> [Exercise description]
Copy out the complete listing, word for word.

> [Provided information]
○ ○ ○ ○

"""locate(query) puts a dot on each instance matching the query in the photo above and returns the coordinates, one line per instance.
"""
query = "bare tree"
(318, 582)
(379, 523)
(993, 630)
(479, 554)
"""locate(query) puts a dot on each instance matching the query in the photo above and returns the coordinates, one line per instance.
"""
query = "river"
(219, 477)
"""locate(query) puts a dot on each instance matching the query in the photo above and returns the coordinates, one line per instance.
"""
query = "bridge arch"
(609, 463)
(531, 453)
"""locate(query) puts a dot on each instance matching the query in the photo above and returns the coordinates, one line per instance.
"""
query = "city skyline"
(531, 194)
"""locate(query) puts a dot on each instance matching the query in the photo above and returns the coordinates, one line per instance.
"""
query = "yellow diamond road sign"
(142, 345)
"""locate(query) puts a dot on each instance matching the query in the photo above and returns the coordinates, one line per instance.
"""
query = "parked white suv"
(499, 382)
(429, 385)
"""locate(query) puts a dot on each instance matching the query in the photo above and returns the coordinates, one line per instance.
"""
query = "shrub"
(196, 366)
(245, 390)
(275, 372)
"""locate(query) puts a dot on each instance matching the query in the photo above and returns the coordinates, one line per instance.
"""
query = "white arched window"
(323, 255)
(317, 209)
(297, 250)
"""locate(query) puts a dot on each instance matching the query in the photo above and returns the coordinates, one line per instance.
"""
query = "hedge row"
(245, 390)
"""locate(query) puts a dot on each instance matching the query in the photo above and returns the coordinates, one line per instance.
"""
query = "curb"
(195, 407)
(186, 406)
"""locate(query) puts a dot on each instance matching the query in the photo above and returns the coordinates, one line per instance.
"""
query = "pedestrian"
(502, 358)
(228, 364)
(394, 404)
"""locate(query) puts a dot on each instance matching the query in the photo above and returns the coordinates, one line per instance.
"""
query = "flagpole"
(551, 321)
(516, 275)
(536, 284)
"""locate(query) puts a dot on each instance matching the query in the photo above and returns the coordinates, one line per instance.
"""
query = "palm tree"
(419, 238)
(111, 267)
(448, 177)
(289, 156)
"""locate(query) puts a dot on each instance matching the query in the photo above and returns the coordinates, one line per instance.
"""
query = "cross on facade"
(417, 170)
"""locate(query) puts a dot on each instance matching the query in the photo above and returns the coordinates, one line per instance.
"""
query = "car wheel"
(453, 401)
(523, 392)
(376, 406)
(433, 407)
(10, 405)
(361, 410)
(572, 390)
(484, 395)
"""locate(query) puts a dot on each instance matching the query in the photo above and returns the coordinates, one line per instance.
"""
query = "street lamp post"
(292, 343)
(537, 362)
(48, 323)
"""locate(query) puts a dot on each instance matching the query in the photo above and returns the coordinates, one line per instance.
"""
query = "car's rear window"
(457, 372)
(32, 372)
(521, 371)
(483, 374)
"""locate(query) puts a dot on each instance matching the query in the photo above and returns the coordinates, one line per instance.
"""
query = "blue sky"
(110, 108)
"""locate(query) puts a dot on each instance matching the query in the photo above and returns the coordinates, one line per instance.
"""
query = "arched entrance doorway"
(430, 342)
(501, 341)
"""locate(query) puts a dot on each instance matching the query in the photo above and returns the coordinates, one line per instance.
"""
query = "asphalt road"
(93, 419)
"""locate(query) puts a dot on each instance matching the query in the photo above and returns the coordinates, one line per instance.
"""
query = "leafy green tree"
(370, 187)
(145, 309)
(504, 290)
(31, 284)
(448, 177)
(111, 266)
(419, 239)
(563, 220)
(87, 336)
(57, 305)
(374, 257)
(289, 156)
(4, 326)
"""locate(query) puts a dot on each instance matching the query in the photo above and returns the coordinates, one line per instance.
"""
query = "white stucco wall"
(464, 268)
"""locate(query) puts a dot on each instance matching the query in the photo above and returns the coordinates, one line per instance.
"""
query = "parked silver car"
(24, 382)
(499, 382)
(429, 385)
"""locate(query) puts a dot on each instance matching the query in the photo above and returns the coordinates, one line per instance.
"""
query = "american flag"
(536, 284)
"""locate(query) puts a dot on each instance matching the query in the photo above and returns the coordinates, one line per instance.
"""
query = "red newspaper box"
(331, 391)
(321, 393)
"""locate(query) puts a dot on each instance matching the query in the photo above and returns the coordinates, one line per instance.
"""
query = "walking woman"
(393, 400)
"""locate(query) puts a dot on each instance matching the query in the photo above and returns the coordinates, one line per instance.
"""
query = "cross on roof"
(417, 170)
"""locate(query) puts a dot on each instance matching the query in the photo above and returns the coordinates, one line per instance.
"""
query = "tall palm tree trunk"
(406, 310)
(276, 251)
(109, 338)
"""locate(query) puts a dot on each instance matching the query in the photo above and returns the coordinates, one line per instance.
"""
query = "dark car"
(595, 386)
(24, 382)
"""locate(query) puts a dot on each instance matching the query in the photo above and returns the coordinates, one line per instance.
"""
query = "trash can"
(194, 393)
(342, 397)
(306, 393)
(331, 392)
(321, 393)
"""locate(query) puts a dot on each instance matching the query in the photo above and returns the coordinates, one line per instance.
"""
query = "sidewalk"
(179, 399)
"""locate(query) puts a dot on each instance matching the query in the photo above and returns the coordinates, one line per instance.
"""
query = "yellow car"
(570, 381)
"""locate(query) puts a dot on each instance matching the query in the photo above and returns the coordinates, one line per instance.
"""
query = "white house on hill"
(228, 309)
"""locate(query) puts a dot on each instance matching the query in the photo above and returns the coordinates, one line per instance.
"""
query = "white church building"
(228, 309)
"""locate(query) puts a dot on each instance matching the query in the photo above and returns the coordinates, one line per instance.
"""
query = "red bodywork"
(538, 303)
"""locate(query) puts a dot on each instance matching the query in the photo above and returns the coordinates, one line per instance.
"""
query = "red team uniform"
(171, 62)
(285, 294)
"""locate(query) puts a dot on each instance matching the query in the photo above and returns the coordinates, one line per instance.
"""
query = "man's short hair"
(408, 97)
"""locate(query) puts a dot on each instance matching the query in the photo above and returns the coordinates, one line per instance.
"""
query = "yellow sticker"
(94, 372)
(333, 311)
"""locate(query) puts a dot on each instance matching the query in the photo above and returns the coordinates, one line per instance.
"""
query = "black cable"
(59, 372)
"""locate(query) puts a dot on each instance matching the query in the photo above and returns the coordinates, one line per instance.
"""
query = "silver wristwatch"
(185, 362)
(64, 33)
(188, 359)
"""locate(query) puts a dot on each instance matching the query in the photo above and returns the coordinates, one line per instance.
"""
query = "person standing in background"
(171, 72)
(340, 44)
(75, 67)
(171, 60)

○ ○ ○ ○

> [Solution to this exercise]
"""locate(query) puts a dot on each instance matching the query in the photo above and returns the coordinates, one line per instance.
"""
query = "bare tree"
(318, 582)
(379, 523)
(993, 630)
(479, 554)
"""locate(query) puts a dot on each instance matching the query in the photo above and returns the coordinates, one line per instance.
"""
query = "river"
(219, 477)
"""locate(query) puts a dot on each instance matching the query in the photo above and returns the coordinates, one line per instance.
"""
query = "bridge arch"
(609, 463)
(531, 453)
"""locate(query) puts a dot on each instance matching the query in the photo above and returns the coordinates, one line per instance.
"""
query = "city skyline"
(531, 194)
"""locate(query) puts a dot on each instance matching the query in the photo above and returns the coordinates, one line per instance.
"""
query = "yellow diamond road sign"
(142, 345)
"""locate(query) puts a dot on each instance matching the query in the photo above and returns the coordinates, one line per instance.
"""
query = "parked white suv"
(499, 382)
(429, 385)
"""locate(query) puts a dot on each instance matching the query in the photo above and returns the coordinates, one line per instance.
"""
query = "shrub"
(196, 366)
(245, 390)
(275, 372)
"""locate(query) puts a dot on each instance matching the query in the photo above and returns the coordinates, one line per instance.
"""
query = "white arched window"
(323, 255)
(317, 209)
(297, 250)
"""locate(query) puts a dot on each instance matching the query in the photo above and returns the coordinates, one line per instance.
"""
query = "hedge row"
(245, 390)
"""locate(query) puts a dot on each instance matching the query in the photo above and returns the coordinates, one line per instance.
"""
query = "curb"
(195, 407)
(186, 406)
"""locate(query) puts a dot on each instance matching the query in the photo above and returns the coordinates, one line per instance.
"""
query = "pedestrian"
(502, 358)
(228, 364)
(394, 404)
"""locate(query) puts a dot on each instance matching the query in the photo above and returns the coordinates, one line per instance.
"""
query = "flagpole"
(551, 321)
(516, 275)
(536, 284)
"""locate(query) puts a dot on each instance matching the query in the photo above and returns the coordinates, one line per instance.
"""
query = "palm tree"
(419, 238)
(111, 267)
(448, 177)
(289, 156)
"""locate(query) puts a dot on each instance matching the query in the photo above and returns the coordinates, one line per instance.
"""
query = "cross on facade"
(417, 170)
"""locate(query) puts a dot on each instance matching the query in the photo above and returns the coordinates, one line per instance.
"""
query = "car wheel"
(453, 401)
(523, 392)
(376, 406)
(433, 407)
(10, 405)
(361, 410)
(572, 390)
(484, 395)
"""locate(query) puts a dot on each instance matching the query in the photo above and returns the coordinates, one line per instance.
"""
query = "street lamp post"
(292, 343)
(537, 362)
(48, 323)
"""locate(query) puts a dot on each instance matching the query in the photo above and returns the coordinates, one line per instance.
"""
query = "car's rear window"
(457, 372)
(32, 372)
(521, 371)
(483, 374)
"""locate(query) puts a dot on each instance matching the query in the photo above and returns the coordinates, one line per instance.
"""
query = "blue sky"
(110, 108)
"""locate(query) puts a dot on each instance matching the query in the photo above and returns the coordinates, one line per instance.
"""
query = "arched entrance doorway"
(430, 342)
(501, 341)
"""locate(query) puts a dot on each instance matching the query in the photo above and returns the coordinates, one line per instance.
"""
query = "asphalt road"
(93, 419)
"""locate(query) puts a dot on each instance matching the query in the photo above and returns the coordinates, one line per instance.
"""
query = "leafy green tree"
(370, 187)
(145, 309)
(504, 290)
(31, 284)
(448, 177)
(111, 266)
(419, 239)
(563, 220)
(87, 336)
(57, 305)
(374, 257)
(289, 156)
(4, 326)
"""locate(query) puts a dot on each instance matching the query in the photo above and returns the coordinates, one line per instance.
"""
query = "white stucco wall"
(464, 268)
"""locate(query) puts a dot on each instance matching the query in the photo above and returns the coordinates, one line per instance.
"""
query = "parked silver car"
(24, 382)
(499, 382)
(429, 385)
"""locate(query) puts a dot on each instance matching the query in the photo above and returns the coordinates, one line per instance.
"""
query = "american flag"
(536, 284)
"""locate(query) puts a dot on each instance matching the query in the photo above and returns the coordinates, one line per instance.
"""
query = "red newspaper box"
(331, 391)
(321, 393)
"""locate(query) puts a dot on each instance matching the query in the photo above and returns the coordinates, one line per instance.
"""
query = "walking woman"
(393, 400)
"""locate(query) puts a dot on each instance matching the query in the photo above and returns the coordinates, one line per instance.
"""
query = "cross on roof"
(417, 170)
"""locate(query) puts a dot on each instance matching the query in the photo above and returns the coordinates, one line per instance.
"""
query = "tall palm tree trunk"
(406, 310)
(276, 251)
(109, 338)
"""locate(query) puts a dot on each instance matching the query in the photo above and returns the coordinates, one line per instance.
"""
query = "dark car"
(595, 386)
(24, 382)
"""locate(query) puts a dot on each instance matching the query in the photo above and returns the coordinates, one line per instance.
"""
query = "trash can"
(194, 393)
(342, 397)
(306, 393)
(331, 392)
(321, 393)
"""locate(query) puts a dot on each instance matching the query in the photo above and returns the coordinates, one line per instance.
"""
query = "sidewalk"
(179, 399)
"""locate(query) puts a dot on each instance matching the query in the photo above and returns the coordinates, one line per instance.
"""
query = "yellow car"
(570, 381)
"""locate(query) puts a dot on each instance matching the query in the photo above and returns the coordinates, one line per instance.
"""
query = "white house on hill"
(228, 309)
"""locate(query) puts a dot on each instance matching the query in the photo above and returns the coordinates, one line per instance.
"""
query = "white church building"
(228, 309)
"""locate(query) puts a dot on each instance matching the query in the photo above and returns the coordinates, one line per instance.
"""
query = "red bodywork"
(538, 303)
"""locate(query) puts a dot on each instance matching the query in the photo above and returns the coordinates, one line per instance.
"""
query = "red team uniform"
(171, 62)
(285, 294)
"""locate(query) puts a dot on each instance matching the query in the photo above and returns the coordinates, one line per instance.
"""
query = "man's short hair"
(408, 97)
"""locate(query) puts a dot on each instance matching the query in the photo above and returns the coordinates, one line per instance.
"""
query = "yellow sticker"
(94, 372)
(333, 311)
"""locate(query) puts a dot on each instance matching the query in the photo above and returns the coordinates, one line per instance.
"""
query = "black cable"
(59, 372)
"""locate(query) puts a dot on each instance matching the query in the photo above and returns the coordinates, one line per instance.
"""
query = "silver wristwatch"
(185, 362)
(64, 33)
(188, 359)
"""locate(query) puts a dot on each instance matching the query in the photo above and returns the coordinates, one line per instance.
"""
query = "person standing in background"
(171, 72)
(340, 44)
(75, 67)
(171, 60)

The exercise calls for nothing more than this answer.